Extracted data entries

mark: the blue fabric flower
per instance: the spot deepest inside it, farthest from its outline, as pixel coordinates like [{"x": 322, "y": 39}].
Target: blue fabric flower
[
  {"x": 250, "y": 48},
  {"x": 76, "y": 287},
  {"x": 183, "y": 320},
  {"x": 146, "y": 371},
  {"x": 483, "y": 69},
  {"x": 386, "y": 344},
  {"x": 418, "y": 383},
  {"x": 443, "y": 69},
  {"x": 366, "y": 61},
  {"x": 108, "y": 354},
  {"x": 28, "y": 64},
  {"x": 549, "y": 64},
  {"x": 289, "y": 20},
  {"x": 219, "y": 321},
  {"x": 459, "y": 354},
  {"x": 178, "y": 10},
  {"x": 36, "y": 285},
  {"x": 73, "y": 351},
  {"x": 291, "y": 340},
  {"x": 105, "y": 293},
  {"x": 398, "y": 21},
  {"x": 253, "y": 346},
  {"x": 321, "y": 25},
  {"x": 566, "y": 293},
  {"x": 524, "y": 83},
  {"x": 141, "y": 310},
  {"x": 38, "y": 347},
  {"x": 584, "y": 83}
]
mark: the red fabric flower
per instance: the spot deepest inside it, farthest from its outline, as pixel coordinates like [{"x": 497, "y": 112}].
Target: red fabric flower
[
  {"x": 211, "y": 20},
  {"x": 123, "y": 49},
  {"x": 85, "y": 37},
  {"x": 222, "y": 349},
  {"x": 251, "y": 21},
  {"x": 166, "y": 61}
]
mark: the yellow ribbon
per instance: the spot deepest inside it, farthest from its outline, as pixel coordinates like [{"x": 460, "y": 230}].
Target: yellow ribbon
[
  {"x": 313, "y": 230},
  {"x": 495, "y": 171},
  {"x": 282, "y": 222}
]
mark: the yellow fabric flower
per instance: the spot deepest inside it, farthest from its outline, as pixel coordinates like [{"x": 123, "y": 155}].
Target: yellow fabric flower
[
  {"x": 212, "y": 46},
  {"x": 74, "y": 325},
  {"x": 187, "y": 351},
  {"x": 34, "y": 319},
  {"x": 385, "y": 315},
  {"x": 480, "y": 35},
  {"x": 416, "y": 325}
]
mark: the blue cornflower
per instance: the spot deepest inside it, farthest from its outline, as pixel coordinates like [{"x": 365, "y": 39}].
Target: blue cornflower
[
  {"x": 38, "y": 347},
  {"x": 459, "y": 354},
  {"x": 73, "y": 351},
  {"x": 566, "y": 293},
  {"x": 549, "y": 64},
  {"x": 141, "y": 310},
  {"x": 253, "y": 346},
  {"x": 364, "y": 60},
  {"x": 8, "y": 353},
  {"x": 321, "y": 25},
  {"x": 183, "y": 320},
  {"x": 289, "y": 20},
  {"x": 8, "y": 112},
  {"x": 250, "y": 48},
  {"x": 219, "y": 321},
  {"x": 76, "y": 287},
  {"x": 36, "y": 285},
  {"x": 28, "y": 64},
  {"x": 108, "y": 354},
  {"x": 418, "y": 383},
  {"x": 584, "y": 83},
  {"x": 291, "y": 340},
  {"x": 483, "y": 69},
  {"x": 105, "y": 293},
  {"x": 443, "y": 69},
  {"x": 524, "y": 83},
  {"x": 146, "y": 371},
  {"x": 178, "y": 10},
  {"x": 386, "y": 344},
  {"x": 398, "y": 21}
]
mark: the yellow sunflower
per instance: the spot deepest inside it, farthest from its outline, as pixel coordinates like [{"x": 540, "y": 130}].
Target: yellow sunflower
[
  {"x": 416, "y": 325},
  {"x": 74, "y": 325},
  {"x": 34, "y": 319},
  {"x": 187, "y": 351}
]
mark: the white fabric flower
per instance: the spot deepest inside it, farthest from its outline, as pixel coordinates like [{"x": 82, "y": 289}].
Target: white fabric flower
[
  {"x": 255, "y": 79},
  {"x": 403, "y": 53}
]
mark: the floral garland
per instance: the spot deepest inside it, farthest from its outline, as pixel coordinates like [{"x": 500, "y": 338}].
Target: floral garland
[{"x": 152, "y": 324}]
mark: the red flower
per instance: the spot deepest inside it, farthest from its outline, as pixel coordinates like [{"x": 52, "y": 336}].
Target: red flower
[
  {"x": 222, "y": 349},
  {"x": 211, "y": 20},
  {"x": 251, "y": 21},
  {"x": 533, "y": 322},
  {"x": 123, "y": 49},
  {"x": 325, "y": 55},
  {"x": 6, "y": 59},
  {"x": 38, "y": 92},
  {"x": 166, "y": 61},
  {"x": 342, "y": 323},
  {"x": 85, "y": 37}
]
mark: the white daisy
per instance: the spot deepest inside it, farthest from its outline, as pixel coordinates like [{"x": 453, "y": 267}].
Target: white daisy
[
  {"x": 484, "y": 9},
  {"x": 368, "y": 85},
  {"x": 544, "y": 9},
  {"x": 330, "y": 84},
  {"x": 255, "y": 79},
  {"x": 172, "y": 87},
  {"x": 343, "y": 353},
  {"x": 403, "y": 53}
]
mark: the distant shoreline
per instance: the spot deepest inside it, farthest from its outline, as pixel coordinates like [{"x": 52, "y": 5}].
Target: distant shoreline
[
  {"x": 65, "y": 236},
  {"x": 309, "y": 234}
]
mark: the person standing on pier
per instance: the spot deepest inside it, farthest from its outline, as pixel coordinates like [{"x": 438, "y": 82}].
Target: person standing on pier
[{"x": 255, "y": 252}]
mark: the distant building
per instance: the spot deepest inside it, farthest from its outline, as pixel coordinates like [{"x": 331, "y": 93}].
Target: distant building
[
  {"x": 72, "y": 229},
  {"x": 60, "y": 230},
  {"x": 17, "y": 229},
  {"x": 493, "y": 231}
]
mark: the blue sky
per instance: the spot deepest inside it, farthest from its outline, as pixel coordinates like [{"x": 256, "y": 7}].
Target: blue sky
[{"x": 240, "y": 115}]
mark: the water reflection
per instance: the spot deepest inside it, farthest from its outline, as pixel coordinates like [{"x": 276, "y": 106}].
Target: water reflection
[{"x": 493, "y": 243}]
---
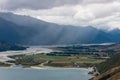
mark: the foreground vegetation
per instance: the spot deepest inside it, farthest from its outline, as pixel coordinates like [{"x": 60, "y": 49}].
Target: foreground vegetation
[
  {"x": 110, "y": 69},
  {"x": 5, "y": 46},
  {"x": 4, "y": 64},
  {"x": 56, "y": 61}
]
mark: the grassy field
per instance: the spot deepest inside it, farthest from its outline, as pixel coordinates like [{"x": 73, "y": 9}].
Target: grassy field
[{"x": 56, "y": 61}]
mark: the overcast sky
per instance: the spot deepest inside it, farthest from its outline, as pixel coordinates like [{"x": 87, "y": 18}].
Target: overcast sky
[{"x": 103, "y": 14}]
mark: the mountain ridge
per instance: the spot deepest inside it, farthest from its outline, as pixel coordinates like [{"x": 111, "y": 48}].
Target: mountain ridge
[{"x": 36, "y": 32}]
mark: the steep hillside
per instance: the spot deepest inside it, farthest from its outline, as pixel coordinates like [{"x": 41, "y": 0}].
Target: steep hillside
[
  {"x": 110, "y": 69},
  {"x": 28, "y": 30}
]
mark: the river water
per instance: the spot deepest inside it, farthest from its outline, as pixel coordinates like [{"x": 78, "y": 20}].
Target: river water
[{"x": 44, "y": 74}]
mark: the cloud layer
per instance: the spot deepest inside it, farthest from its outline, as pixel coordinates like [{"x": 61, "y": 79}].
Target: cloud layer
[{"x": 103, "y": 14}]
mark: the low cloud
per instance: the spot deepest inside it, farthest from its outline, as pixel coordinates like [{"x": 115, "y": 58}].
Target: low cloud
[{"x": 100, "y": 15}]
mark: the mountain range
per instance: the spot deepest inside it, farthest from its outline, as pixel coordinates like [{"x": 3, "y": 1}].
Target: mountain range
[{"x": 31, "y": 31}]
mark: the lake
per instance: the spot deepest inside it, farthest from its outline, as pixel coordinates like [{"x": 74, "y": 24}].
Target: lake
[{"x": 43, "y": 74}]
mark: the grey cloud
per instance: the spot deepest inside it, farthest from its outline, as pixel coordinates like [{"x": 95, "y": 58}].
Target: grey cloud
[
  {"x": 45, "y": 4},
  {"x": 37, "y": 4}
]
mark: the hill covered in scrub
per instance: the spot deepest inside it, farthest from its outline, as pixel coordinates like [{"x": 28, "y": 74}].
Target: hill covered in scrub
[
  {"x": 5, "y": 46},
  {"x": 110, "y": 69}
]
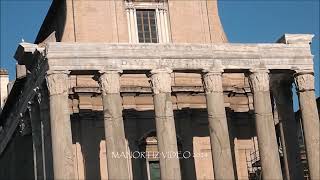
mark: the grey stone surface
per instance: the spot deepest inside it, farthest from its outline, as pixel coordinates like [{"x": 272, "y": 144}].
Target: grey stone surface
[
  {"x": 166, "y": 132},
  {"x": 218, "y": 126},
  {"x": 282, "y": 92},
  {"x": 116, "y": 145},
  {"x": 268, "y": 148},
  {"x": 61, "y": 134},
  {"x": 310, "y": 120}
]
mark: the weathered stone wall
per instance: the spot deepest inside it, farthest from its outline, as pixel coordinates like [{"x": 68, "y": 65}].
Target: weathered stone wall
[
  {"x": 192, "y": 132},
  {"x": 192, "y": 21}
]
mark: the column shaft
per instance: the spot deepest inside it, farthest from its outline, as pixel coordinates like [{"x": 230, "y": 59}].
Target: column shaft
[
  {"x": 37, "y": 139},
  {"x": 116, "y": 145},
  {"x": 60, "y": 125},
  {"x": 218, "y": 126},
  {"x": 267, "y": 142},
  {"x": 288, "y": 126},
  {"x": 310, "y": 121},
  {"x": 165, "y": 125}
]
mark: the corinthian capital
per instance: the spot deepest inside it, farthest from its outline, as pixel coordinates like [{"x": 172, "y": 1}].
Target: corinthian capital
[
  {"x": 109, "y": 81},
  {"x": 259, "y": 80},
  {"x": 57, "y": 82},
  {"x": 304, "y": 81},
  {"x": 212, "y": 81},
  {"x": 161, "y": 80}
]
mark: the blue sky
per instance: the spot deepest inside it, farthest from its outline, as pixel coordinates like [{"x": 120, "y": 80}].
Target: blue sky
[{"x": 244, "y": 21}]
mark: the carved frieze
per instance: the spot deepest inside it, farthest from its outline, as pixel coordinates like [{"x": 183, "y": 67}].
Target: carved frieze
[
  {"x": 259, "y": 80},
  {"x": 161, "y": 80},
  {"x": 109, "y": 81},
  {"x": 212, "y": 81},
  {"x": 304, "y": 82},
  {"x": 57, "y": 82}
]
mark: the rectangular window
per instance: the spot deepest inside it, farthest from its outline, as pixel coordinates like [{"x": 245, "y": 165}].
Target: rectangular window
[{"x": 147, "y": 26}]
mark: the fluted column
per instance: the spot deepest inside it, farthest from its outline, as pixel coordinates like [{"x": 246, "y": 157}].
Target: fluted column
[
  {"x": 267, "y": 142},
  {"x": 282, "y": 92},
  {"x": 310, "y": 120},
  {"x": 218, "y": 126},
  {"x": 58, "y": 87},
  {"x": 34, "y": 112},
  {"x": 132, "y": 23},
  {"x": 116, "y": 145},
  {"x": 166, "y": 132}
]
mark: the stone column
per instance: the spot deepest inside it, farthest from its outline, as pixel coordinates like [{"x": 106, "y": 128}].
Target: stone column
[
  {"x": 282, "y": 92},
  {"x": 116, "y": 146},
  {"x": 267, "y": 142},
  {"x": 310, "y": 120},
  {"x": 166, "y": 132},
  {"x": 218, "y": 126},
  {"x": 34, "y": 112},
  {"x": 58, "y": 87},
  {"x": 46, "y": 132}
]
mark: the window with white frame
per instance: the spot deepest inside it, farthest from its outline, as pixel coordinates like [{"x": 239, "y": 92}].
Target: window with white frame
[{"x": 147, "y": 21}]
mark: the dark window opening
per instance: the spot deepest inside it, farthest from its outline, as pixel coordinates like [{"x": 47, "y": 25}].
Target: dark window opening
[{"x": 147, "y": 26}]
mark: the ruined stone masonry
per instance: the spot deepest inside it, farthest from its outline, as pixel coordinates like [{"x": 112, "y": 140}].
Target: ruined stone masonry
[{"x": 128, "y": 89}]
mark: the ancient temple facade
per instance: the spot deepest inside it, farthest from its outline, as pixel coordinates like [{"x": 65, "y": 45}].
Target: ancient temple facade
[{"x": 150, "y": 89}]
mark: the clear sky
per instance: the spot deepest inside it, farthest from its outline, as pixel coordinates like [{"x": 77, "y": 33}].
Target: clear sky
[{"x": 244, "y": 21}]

** Your objective **
How many lines of the entries above contain the word "water"? Give only the number.

** Task answer **
4